<<<<

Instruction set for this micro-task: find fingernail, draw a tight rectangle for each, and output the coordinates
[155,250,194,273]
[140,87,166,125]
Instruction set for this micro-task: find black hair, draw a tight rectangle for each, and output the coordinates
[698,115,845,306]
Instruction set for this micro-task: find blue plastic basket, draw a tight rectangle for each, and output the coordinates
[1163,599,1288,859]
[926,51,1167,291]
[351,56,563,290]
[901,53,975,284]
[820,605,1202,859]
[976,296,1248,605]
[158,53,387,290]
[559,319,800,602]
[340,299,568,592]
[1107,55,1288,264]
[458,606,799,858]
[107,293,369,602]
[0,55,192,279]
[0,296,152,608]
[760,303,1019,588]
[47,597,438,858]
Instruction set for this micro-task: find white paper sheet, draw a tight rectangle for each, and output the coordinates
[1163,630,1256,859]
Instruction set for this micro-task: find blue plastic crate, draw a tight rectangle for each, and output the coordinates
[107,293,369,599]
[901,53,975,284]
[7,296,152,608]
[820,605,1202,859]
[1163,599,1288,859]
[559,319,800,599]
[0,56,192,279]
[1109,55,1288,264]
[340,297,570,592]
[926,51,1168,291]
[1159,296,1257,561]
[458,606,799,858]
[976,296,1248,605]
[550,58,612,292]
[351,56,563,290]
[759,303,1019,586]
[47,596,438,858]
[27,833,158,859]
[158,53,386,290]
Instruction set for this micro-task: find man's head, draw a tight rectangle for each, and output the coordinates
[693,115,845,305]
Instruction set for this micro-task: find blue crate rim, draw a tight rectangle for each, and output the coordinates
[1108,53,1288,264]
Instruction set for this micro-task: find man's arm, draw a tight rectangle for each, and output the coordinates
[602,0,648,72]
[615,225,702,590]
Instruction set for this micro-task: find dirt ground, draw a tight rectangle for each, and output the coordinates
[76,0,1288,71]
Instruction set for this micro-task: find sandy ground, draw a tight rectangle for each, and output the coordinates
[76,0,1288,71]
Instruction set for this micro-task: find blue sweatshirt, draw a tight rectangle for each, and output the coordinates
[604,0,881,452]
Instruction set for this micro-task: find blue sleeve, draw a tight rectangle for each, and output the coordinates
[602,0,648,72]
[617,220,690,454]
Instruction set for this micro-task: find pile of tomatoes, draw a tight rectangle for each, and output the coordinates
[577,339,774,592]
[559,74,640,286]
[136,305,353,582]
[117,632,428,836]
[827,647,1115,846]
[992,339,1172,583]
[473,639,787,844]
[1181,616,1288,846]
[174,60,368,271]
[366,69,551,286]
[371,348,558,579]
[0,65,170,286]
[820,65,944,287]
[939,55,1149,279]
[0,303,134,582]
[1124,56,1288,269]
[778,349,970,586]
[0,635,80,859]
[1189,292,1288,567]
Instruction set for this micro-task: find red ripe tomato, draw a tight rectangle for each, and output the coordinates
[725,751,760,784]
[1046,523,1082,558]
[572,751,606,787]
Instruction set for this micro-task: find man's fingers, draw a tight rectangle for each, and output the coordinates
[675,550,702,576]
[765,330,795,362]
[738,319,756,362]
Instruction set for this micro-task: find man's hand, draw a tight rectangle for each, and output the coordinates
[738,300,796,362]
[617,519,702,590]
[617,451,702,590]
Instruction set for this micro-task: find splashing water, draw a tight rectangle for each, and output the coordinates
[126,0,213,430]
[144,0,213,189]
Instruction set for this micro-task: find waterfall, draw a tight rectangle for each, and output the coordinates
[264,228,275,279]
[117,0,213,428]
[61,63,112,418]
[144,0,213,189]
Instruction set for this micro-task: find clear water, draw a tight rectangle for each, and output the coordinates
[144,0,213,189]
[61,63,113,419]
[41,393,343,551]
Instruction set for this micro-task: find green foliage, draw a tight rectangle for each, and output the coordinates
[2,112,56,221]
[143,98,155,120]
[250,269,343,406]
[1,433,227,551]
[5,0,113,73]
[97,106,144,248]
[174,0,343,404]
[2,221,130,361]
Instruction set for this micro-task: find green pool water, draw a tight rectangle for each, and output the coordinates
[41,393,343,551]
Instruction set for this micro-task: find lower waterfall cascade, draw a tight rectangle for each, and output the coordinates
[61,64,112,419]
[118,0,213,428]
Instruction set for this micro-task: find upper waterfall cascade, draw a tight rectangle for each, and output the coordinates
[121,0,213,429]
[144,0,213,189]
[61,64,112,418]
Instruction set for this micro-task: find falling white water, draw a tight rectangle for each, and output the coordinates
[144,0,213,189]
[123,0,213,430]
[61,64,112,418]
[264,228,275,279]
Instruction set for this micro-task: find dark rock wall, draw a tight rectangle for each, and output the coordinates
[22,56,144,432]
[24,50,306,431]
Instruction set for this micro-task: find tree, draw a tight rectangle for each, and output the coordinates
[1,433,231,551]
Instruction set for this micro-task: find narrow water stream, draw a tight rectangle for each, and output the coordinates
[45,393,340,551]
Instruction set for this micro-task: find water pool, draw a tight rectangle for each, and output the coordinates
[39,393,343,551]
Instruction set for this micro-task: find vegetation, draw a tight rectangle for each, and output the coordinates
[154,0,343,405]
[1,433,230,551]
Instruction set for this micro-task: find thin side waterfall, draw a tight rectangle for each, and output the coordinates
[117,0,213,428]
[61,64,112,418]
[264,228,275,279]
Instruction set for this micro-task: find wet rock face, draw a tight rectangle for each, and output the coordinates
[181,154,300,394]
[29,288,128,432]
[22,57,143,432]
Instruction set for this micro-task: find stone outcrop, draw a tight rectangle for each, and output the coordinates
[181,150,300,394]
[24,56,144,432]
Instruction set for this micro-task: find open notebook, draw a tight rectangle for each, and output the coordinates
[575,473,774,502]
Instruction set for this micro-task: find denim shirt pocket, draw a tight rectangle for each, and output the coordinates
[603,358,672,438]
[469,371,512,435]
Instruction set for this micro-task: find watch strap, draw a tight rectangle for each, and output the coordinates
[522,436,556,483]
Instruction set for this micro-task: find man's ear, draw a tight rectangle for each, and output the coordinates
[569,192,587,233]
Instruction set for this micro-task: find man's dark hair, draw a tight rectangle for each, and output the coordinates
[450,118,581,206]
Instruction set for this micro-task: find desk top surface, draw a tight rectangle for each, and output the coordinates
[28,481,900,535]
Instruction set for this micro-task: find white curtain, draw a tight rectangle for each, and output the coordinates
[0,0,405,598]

>>>>

_Exercise prompt_
Give the material as a Markdown table with the columns "No." and "Line", one row per line and with blank lines left out. Start at the line containing "Instruction set for this micro-task: find stone", include that line, and end at the last line of the material.

_Correct response_
| No. | Line |
|---|---|
| 1 | Instruction set for this micro-task: find stone outcrop, draw a tight rectangle for each, and output the coordinates |
| 2 | [181,150,300,394] |
| 3 | [24,56,144,432] |
| 4 | Instruction set for this micro-task: find open notebook, draw a tight rectangle for each, and output the coordinates |
| 5 | [575,473,774,502] |
| 6 | Instruction set for this micro-task: find denim shirt pocket, draw a tight rectangle for each, and output the coordinates |
| 7 | [603,358,672,438] |
| 8 | [469,371,512,435] |
| 9 | Instruction set for this micro-task: find watch strap, draw a tight rectangle for each, and output the coordinates |
| 10 | [522,436,556,483] |
| 11 | Instruction set for this micro-task: find man's ear, draw a tight rectangle for each, and output the coordinates |
| 12 | [569,192,587,233] |
| 13 | Instruction set for this micro-task: find man's dark hair, draw a tight rectangle for each, and output the coordinates |
| 14 | [450,118,581,206] |
| 15 | Instruction set for this micro-task: find desk top surface, draw a tight rectangle for each, and output the coordinates |
| 16 | [28,481,900,535] |
| 17 | Instruction set for this micro-task: find white curtain, draw a tight rectangle for each, and output the coordinates |
| 18 | [0,0,405,598] |